** Start of Data shown **

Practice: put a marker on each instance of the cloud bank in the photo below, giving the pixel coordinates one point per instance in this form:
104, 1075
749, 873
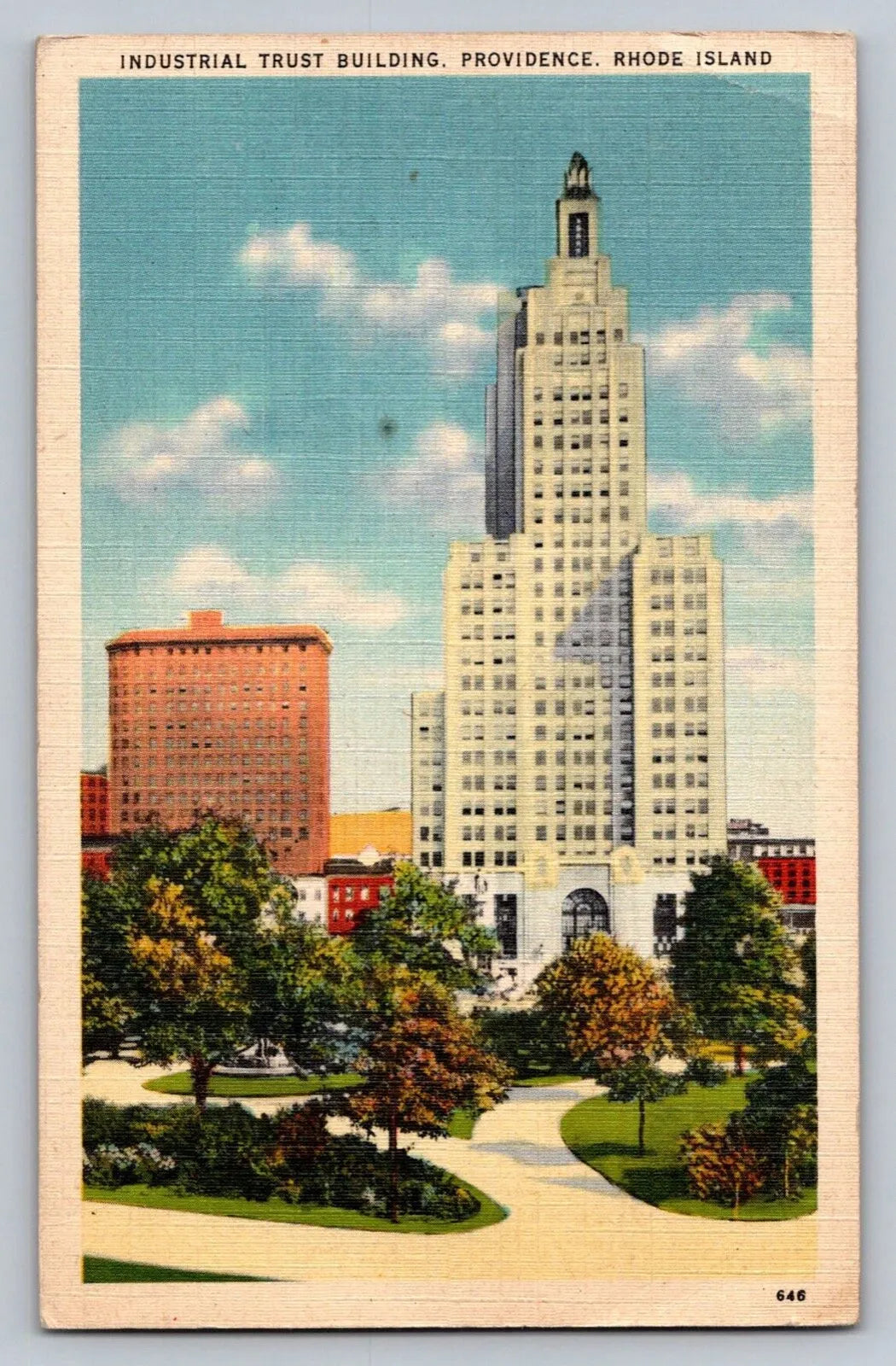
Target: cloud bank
452, 320
714, 359
443, 482
304, 592
205, 452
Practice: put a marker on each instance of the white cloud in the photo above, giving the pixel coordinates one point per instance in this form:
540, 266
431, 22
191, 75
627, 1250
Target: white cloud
761, 673
448, 318
766, 526
305, 592
714, 361
444, 480
205, 451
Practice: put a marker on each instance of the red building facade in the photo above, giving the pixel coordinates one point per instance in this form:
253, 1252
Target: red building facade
96, 846
231, 719
352, 896
793, 878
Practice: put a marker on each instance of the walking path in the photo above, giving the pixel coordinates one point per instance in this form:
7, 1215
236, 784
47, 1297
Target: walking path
564, 1219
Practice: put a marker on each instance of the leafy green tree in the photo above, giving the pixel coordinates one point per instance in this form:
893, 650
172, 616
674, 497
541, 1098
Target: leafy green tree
609, 1003
106, 970
304, 992
530, 1042
721, 1163
782, 1122
735, 966
810, 985
643, 1081
425, 925
195, 942
190, 992
421, 1062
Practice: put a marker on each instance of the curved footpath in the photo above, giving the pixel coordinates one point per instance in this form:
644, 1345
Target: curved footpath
566, 1220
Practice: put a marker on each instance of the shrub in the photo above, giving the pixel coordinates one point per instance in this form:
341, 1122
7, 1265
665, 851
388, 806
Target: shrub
702, 1071
529, 1042
721, 1165
236, 1153
782, 1120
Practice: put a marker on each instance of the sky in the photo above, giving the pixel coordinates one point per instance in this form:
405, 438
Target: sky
288, 321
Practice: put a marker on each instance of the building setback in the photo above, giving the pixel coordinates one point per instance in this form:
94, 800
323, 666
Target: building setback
573, 769
231, 719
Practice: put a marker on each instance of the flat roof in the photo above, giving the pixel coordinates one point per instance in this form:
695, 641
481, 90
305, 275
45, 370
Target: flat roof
208, 628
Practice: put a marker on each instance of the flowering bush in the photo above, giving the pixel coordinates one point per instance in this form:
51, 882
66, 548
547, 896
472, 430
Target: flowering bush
109, 1165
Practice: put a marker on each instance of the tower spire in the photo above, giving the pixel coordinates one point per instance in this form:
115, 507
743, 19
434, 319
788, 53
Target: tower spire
577, 212
577, 182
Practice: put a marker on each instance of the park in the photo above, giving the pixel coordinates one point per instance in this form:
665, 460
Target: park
612, 1097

** End of Data shown **

Problem requirements →
Reproduce verbatim every line from the one containing "Practice: put a marker on each instance of the tower" through the end of the rows above.

Reply to the task →
Practice: put a marker on each instance of the tower spire in the photo above, giving the pixel coordinates one point per instance in this form:
115, 507
743, 19
434, 319
788, 53
Target: tower spire
577, 212
577, 182
Practice: put a marker on each instance of the park in the photo above, giving the pixel coordinates one point per instance in this form:
665, 460
Target: park
612, 1097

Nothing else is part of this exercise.